• **AIM OF THE TASK**: Write the entries again exactly, with no line missing.

= Beginning of Section =

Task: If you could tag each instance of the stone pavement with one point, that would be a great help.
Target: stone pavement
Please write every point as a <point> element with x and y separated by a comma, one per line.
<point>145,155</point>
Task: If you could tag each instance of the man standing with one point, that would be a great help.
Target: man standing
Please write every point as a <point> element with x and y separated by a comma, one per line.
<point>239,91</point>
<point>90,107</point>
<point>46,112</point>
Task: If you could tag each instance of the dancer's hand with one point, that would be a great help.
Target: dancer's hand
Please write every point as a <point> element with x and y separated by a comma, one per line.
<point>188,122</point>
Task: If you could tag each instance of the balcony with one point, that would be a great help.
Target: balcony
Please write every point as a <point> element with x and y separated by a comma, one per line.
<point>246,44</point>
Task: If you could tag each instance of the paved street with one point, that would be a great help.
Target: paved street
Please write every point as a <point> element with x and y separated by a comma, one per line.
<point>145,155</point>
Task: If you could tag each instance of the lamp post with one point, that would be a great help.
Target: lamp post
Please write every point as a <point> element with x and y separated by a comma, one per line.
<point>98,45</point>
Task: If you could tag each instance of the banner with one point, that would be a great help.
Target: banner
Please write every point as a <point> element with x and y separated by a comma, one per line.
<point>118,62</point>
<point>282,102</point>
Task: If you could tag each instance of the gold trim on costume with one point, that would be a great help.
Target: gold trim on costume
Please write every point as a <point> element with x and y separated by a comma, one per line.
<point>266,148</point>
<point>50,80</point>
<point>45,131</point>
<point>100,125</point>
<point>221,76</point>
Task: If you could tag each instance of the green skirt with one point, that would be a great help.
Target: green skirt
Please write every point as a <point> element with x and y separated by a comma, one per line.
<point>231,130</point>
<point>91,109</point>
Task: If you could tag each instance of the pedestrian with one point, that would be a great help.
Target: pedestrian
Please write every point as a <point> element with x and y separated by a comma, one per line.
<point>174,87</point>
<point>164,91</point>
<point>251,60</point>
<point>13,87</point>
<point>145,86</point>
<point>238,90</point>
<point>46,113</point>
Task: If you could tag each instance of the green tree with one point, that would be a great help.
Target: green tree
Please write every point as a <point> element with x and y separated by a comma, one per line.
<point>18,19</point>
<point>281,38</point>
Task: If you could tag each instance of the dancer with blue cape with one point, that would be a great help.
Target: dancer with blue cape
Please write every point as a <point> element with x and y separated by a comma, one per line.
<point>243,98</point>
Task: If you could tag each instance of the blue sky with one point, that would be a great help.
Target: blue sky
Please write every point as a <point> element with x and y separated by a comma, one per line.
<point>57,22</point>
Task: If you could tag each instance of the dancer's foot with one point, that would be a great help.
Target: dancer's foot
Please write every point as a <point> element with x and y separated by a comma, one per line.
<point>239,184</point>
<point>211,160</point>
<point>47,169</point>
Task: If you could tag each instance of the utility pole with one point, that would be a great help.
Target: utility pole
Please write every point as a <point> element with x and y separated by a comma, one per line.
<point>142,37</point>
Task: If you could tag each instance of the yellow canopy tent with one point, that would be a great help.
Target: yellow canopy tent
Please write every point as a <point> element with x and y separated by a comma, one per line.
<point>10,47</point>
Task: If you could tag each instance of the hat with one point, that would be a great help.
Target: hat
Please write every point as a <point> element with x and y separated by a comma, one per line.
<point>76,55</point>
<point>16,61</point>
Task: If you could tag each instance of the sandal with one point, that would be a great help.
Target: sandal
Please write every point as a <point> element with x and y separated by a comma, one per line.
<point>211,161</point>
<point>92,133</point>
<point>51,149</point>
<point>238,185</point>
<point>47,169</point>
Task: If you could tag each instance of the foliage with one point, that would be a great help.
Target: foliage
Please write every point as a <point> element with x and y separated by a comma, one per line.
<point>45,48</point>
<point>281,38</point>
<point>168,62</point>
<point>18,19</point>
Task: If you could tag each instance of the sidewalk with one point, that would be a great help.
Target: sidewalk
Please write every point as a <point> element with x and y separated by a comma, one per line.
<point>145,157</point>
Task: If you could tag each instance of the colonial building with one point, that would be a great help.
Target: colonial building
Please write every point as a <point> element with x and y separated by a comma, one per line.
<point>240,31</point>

= End of Section =

• **EXERCISE RESULT**:
Task: If you could tag each instance of the stone pavement with one point, that would be a great help.
Target: stone pavement
Please write every point as a <point> element with x and y separated by a comma, one per line.
<point>145,155</point>
Task: If you could tag each instance of the man standing with one point, that would be a great help.
Target: man standing
Please write every point as a <point> element with x and y separated by a comma, one per line.
<point>239,91</point>
<point>90,107</point>
<point>46,112</point>
Task: If you could tag each instance of the dancer's hand with one point, that would be a great help.
Target: dancer's hand
Please write every point as a <point> element with x and y separated by a comma, one per line.
<point>188,122</point>
Task: If you could tag each instance of the balcony with one point, that would be a great help.
Target: balcony
Please write every point as a <point> element with x and y separated by a comma, one per line.
<point>246,44</point>
Task: If you could tag each instance of the paved street with one point, that would be a great help.
Target: paved street
Please write every point as a <point> element with x and y separated by a comma, one per line.
<point>145,155</point>
Task: If you could tag each instance of the lamp post with one point, that would be a great help.
Target: lamp post
Please write every point as a <point> element with x and y separated by a comma, one per line.
<point>98,45</point>
Task: If you could tag each instance of the banner with one point, that would be a great help.
Target: banner
Please write every point as a <point> element with x and y separated by a comma, one per line.
<point>118,62</point>
<point>282,102</point>
Task: If you could tag each instance of the gold trim on costume with one point, that would be a great help.
Target: gold trim on costume
Please write every point as a <point> element with x and y separated by a comma, one per line.
<point>266,148</point>
<point>50,80</point>
<point>45,131</point>
<point>100,125</point>
<point>221,76</point>
Task: If you could tag each instance of the green skirt with one point, that would be a great help.
Target: green skirt
Please write every point as a <point> element with x and y separated by a comma, one per line.
<point>231,130</point>
<point>91,109</point>
Task: If you could tag each instance of the pedestrian with one point, that would be a great help.
Target: pedestrian
Please write every point as a <point> element with x and y separated by a comma, one per line.
<point>174,87</point>
<point>164,91</point>
<point>251,60</point>
<point>13,87</point>
<point>145,86</point>
<point>238,90</point>
<point>46,113</point>
Task: If you could tag each instance of the green tree with one point, that would be a great help.
Target: green tree
Please write every point as a <point> element with x and y separated by a comma, one per line.
<point>18,19</point>
<point>281,38</point>
Task: If you could tag each instance of the dancer with blue cape with one point, that would be a great help.
Target: dancer with blue cape
Please write every point as a <point> element with x and y separated by a comma, one per line.
<point>243,98</point>
Task: If you could tag each instance of the blue sky with one point, that would be a great help.
Target: blue sky
Please write every point as a <point> element with x and y separated by a comma, one per line.
<point>57,22</point>
Task: If you could tag each instance of the dancer's foot with one point, that would be a great help.
Target: dancer's foot
Please write every point as a <point> element with x and y separated by a comma, one per line.
<point>239,184</point>
<point>211,160</point>
<point>47,169</point>
Task: If you could tag each instance of the utility pole with one point, that would be a great help.
Target: utility pole
Please write every point as a <point> element with x and y separated by a comma, one per line.
<point>142,37</point>
Task: If you could tag each instance of the yellow canopy tent with one point, that would be a great help.
Target: yellow canopy tent
Please write every point as a <point> element with x and y separated by a comma, one per line.
<point>10,47</point>
Task: If you could tag each instance of the hat with one point, that would be a great help.
Target: hat
Please write every point as a <point> element with x and y separated by a comma, one per line.
<point>76,55</point>
<point>16,61</point>
Task: If you could tag each instance of the sandal with one point, that would be a great help.
Target: sandal
Please write every point as a <point> element with x and y separated by a comma, one per line.
<point>211,161</point>
<point>92,133</point>
<point>51,149</point>
<point>238,185</point>
<point>47,169</point>
Task: If you could tag each instance of the foliage with one point, that would be a great help.
Target: foliage
Please write every point as a <point> element with x and y separated by a comma, one per line.
<point>45,48</point>
<point>281,38</point>
<point>168,62</point>
<point>18,19</point>
Task: If you could tag each instance of the sidewalk with one point, that would be a great help.
Target: sidewalk
Please write every point as a <point> element with x and y separated by a comma, one per line.
<point>145,157</point>
Task: If you could tag each instance of the colonial building with one point, that would be a great help.
Target: colonial building
Please write every point as a <point> element with x and y separated by a comma, one per line.
<point>240,31</point>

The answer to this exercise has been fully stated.